Kadın sorununa bıyıklı çözüm
Bireysel bir eylem denilip geçilebilirdi. Ancak birçok feminist site, sosyal medya sayfası eylemi sahiplendi. Haber birdenbire yayıldı ve belli sol gruplar içerisinde tartışılmaya başlandı. Haber özetle şöyle: Bir kadın “toplumun dayattığı güzellik standartına” karşı çıkıyor ve “bıyık yalnızca erkekler için değil” diyerek bıyık bırakıyor.
Bu eylem kadın sorununun ideolojik, siyasal ve toplumsal içeriğini saptırıyor. Ayrıca sorunu marjinalleştirerek emperyalist sistemin dayattığı toplumsal, siyasal kimlik olgusuna indirgiyor. Bizim gündemimizi işgal etmesinin nedeni budur.
Kadın sorununun sınıf değil kimlik siyaseti düzleminde ele alınması ve bunun teorisinin sol adına yapılması bilimsel sosyalistlerin ilgi alanı dışında kalamaz. Çünkü bu teorik düzlem ipliği çoktan pazara çıkmış ve eskimiş olmasına rağmen, sorunun başka veçheleri halinde karşımıza çıkıyor.
Sınıflı toplumların egemen biçimi olan kapitalizm insanı emeğine yabancılaştırarak, insanı insana, kendisine, doğaya ve karşı cins ile ilişkisine de yabancılaştırıyor. Marks’ın da işaret ettiği gibi üretici güçlerin, onu yabancılaştıran ve gelişimini sınırlayan üretim ilişkileriyle maddi ve manevi olarak karşı karşıya gelmesi sistemin çöküşüne işarettir. Ancak üretici güçlerle egemen sınıfı karşı karşıya getiren sorunlar içeriğinden saptırılıp yeniden üretilerek sistem devamlılığını sağlayabilir. Cinsel kimliğin yeniden üretilmesi ve kadın sorununun merkezini işgal etmesi bu perspektifle anlaşılabilir.

++++

* İstenenler
A: Kadın sorunu üzerine yazıya göre kapitalizm insanı nelere yabancılaştırıyor? Bunların tümünü sırala.
B: Kadın sorunu üzerine yazıyı kaldığı yerden sürdür.

* Sağlanan veriler

++++

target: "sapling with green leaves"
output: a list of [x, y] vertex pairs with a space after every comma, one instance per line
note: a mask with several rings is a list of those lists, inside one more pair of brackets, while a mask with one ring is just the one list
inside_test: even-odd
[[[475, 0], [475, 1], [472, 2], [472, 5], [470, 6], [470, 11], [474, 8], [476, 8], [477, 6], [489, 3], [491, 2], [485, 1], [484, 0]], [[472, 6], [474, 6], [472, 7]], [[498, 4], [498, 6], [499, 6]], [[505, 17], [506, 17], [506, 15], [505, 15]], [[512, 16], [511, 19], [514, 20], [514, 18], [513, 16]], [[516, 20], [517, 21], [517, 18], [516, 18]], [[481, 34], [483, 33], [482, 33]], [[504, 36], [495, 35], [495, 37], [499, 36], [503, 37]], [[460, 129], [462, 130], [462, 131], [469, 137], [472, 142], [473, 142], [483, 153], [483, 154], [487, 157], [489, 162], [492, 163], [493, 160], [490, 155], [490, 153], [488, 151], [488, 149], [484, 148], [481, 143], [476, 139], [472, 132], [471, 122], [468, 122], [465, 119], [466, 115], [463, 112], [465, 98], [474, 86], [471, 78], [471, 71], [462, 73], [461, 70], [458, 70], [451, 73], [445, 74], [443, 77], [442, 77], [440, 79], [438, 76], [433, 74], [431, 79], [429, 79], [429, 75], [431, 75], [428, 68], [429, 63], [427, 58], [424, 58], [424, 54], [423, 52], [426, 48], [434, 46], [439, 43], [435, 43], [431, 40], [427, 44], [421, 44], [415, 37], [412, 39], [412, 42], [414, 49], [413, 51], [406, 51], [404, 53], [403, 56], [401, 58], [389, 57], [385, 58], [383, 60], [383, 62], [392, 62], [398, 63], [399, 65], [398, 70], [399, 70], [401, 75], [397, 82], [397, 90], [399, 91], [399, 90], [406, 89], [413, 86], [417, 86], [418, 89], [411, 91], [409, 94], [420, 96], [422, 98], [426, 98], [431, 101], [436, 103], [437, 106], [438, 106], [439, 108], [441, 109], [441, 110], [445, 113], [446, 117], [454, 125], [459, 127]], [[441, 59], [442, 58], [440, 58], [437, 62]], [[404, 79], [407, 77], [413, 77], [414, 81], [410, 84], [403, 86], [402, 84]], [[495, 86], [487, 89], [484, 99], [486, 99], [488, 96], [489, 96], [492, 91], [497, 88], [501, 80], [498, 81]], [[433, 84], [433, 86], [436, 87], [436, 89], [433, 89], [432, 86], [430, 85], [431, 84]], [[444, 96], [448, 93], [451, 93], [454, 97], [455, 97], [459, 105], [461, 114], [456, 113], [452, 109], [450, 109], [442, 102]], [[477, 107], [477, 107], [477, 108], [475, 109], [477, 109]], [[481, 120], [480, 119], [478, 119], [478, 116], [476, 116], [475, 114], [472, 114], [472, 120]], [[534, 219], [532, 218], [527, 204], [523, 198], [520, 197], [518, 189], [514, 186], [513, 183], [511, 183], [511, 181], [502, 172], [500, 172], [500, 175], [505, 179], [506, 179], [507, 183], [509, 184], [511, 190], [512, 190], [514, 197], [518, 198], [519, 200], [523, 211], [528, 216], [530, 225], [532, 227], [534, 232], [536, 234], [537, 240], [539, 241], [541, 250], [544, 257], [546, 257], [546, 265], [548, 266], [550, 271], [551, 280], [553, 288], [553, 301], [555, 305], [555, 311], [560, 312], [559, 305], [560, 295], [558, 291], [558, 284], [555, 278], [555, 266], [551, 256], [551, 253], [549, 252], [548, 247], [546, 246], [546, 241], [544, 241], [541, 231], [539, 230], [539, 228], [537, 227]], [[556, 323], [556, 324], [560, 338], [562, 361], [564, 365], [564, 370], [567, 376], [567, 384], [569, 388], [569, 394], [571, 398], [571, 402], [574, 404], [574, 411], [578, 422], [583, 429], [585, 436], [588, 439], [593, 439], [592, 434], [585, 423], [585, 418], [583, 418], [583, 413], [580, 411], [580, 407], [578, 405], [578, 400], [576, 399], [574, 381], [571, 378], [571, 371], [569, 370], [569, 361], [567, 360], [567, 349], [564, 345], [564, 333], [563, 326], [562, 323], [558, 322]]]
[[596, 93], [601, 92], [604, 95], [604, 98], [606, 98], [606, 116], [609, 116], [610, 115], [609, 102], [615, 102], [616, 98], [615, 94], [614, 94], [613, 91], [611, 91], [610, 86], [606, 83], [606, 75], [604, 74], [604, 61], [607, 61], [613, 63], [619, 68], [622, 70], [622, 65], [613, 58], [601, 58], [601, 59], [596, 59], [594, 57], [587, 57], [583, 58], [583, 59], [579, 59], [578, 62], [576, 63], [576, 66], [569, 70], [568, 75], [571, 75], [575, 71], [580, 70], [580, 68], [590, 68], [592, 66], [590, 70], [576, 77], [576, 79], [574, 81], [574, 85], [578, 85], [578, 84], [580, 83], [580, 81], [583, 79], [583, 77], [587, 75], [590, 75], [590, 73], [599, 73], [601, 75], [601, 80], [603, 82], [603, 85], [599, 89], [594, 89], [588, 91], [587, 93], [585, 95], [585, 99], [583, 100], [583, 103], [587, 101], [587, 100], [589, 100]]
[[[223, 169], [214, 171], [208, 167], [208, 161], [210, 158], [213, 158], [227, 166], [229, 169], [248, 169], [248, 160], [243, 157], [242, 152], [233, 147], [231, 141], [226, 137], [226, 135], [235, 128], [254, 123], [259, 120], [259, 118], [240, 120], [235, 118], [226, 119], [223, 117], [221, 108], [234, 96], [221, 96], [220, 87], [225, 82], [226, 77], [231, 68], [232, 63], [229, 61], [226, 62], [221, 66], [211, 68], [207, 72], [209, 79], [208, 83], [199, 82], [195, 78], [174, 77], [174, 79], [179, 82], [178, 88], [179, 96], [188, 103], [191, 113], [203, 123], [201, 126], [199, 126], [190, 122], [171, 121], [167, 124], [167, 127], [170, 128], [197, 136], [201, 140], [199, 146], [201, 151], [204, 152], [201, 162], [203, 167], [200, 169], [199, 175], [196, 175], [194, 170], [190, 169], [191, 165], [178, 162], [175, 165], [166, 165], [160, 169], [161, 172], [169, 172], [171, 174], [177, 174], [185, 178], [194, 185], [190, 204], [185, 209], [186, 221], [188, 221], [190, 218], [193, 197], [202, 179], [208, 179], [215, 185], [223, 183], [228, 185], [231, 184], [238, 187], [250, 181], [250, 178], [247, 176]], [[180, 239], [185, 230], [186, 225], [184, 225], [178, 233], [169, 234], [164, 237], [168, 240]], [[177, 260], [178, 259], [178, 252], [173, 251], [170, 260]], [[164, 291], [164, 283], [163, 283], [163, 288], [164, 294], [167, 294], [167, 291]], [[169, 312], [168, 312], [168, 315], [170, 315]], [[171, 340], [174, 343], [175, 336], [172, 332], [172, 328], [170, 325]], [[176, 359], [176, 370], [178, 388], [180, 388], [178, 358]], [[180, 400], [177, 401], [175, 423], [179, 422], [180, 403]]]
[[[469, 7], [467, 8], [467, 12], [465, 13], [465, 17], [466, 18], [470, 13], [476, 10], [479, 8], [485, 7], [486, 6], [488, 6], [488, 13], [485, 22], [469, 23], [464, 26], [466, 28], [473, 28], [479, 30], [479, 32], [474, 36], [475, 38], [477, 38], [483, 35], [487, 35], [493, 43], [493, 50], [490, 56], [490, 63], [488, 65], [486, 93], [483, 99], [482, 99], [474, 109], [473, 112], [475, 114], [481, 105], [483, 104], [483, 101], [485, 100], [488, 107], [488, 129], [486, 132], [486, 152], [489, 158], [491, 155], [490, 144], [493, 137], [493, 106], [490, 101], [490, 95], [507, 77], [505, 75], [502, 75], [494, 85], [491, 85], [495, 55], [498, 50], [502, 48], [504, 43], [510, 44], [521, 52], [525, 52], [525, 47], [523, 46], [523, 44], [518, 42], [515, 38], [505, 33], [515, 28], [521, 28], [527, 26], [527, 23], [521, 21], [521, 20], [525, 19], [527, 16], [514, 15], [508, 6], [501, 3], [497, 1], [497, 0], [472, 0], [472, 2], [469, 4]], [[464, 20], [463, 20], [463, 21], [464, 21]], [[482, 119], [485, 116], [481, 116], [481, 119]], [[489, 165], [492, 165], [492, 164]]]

++++

* Beklenen yanıtlar
A:
- Emeğine
- İnsana
- Kendisine
- Doğaya
- Karşı cins ile ilişkisine

B:
Kadın sorununu kimlik ve cinsellik sorununa indirgeyen, sınıfsal bağlamından koparan, sorunu marjinalleştiren ve toplumsala yabancılaştıran biçim, liberal solun ana besin maddesi haline geldi. Liberal özgürlükçülüğün varlığını armağan ettiği, Batı’dan yükselen “yeni toplumsal hareketler” ve kimlik siyaseti, her konuda olduğu gibi bu konuda da ters bilinç yarattı.
MEMELERE ÖZGÜRLÜKTEN BIYIKTA EŞİTLENMEYE
Yaratılan sadece ters bilinç değil, ters özgürlüktür. Burjuva Devrimleriyle birlikte özgürlük, insanların eylemliliği içerisinde ve kolektif emekleriyle ayakları yere basar hale gelmişti. Neoliberal özgürlük ise kafası üzerindedir, terstir...
Sınıfsal eşitsizlikler, cinsiyet eşitsizlikleri, toplumsal eşitsizlikler sınıfların ortaya çıktığı tarihten bu yana, insanı sınırlayan engeller doğurdu. Bu açıdan özgürlüğün programı, egemen sınıf dışındaki insanları sınırlayan, onların yaratıcı etkinliğini engelleyen duvarların yıkılmasıdır.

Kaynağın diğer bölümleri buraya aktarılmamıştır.